CHALLENGE: Locate every line below that contains the word "green" and copy each of those lines. Case counts.
»»
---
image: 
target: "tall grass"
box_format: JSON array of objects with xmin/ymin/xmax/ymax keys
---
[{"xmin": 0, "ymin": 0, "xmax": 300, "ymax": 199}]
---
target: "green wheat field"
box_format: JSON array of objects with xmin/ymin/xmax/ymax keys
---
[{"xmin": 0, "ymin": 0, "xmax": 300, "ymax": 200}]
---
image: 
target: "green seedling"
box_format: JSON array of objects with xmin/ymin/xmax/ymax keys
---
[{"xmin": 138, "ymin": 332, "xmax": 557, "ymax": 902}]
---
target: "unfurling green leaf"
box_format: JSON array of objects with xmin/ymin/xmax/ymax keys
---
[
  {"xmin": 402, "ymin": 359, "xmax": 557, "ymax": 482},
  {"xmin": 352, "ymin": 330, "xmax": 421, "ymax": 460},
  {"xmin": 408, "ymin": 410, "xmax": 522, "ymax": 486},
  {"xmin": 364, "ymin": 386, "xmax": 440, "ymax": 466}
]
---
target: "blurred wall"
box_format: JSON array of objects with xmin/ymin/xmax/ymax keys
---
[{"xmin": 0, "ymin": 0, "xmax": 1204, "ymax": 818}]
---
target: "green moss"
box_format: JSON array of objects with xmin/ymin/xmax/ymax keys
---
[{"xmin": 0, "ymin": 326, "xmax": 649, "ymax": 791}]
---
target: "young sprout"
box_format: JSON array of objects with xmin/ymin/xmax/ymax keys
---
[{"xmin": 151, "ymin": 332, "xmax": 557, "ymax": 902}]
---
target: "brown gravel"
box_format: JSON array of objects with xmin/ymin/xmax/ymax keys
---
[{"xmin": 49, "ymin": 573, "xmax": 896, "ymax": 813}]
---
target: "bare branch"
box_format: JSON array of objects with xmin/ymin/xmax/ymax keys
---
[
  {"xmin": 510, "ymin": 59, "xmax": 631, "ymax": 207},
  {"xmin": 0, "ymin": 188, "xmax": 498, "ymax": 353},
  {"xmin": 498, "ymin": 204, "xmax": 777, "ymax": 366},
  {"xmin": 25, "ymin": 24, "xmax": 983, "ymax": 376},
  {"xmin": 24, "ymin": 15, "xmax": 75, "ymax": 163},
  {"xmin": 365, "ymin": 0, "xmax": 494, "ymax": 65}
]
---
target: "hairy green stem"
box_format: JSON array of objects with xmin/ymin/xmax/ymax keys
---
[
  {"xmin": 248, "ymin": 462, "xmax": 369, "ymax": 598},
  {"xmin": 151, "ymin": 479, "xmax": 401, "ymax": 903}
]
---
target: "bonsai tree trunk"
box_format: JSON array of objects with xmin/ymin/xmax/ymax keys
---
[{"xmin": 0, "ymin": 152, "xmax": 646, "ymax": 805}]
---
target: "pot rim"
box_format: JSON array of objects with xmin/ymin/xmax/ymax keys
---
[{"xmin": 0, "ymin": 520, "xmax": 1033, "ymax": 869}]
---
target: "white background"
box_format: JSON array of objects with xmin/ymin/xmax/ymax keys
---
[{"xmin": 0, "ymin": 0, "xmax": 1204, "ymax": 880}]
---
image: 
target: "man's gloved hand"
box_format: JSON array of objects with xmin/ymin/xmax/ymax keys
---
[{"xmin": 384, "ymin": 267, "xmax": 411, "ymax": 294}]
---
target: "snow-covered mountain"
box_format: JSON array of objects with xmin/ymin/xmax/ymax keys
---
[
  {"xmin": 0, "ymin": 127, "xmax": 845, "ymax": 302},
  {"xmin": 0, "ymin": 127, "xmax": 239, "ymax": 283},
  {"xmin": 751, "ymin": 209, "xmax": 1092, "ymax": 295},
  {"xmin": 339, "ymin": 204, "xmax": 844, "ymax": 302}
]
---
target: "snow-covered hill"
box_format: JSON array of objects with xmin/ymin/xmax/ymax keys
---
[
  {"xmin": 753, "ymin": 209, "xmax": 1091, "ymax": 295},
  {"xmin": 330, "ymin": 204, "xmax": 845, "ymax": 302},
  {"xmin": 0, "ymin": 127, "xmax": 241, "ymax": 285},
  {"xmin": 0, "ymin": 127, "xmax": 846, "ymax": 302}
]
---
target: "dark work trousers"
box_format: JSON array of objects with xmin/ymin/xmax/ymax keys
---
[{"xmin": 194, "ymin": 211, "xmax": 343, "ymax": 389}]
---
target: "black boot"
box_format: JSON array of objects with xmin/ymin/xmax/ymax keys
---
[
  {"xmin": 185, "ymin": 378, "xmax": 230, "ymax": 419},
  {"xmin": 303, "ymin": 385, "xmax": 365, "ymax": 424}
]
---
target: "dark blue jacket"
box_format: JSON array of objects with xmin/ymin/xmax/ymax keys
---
««
FINAL ANSWER:
target: "green wheat field"
target: "green seedling"
target: "unfurling green leaf"
target: "green moss"
target: "hairy green stem"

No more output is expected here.